So, what is the answer today? When we in BI start building operational BI and the operational world starts implementing adaptive SOA-based systems, the distinction between operational and informational more-or-less disappears. This puts operational BI and operational systems together in one box of the architecture. But the deeper and probably longer-term implications of this bold step have not been explicitly called out. In fact, these implications are obscured by the naming of the new architecture as "Decision intelligence", because the top level of this architecture is no longer confined to the world that was formerly BI; it actually becomes the single, common process or interface through which all business users will interact with the underlying IT systems.

Is that scary? Absolutely! But it is a clear and logical consequence of the paths that BI and operational systems are currently on. It means that we in BI are no longer in total control of our destiny. But the same is true of the operational systems. And, although I've not covered it here, collaborative systems (e-mail, office support, etc) are also being drawn inexorably into the same converged path.

It's time we all started to talk to one another! And that does imply that decision intelligence may be too narrow a term for us all to agree on. May I propose again the "Highly Evolved Business"?

Monday, 1 September 2008

Decision Intelligence

Claudia Imhoff and Colin White have a lengthy history of insightful and provocative contributions to the development of Business Intelligence. Their recent article, Decision Intelligence, is no exception. Their thesis is that the IT support needed for decision-making, now known as "Business Intelligence", today extends far beyond the traditional domain of data warehousing and is in need of a new architecture and a new name - Decision Intelligence.

- **Items**
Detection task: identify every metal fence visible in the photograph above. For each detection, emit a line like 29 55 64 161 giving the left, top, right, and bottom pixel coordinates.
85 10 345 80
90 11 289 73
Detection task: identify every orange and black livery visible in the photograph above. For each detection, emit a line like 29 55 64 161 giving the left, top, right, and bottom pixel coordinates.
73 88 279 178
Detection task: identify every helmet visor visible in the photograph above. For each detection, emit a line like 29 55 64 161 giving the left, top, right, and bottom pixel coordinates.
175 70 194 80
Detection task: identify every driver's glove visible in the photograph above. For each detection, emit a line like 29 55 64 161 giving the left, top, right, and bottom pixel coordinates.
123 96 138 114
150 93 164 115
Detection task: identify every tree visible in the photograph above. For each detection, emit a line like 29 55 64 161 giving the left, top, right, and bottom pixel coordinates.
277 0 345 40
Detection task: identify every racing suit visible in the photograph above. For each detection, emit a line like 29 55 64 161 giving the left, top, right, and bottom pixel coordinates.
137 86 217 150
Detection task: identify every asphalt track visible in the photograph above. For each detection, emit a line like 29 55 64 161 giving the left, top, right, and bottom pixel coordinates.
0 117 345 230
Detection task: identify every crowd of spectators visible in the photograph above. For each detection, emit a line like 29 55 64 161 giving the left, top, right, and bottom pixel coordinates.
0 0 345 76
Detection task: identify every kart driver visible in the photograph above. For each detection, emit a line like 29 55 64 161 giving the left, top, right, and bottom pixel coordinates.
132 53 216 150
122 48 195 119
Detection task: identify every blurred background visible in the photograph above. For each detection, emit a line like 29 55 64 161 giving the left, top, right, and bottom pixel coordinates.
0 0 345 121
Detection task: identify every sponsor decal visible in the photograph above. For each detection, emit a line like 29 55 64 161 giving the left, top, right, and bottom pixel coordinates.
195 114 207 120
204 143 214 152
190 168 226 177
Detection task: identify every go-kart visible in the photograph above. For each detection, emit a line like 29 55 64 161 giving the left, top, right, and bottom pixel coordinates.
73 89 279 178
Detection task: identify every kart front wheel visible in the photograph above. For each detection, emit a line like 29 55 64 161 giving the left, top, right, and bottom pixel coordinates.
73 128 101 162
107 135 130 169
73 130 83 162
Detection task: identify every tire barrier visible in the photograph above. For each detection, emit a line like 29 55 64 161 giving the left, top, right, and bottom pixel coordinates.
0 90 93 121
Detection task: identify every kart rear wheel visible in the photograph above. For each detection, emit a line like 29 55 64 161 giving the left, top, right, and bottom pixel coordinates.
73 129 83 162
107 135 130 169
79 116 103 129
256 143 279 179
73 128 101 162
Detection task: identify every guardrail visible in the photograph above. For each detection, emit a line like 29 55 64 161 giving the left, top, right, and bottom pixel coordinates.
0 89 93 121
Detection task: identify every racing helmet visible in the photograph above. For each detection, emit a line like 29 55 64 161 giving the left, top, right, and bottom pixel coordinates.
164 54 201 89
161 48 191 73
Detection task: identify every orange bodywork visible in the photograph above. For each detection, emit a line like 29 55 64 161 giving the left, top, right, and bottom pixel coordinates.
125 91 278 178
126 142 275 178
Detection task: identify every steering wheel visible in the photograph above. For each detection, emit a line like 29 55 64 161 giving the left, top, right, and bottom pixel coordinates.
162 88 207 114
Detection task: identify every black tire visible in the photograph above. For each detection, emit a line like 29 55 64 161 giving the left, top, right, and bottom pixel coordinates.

- **What to produce**
In the excerpt on business intelligence above, what name does the writer propose again instead of "Decision intelligence"?

- **Exercise solution**
The "Highly Evolved Business."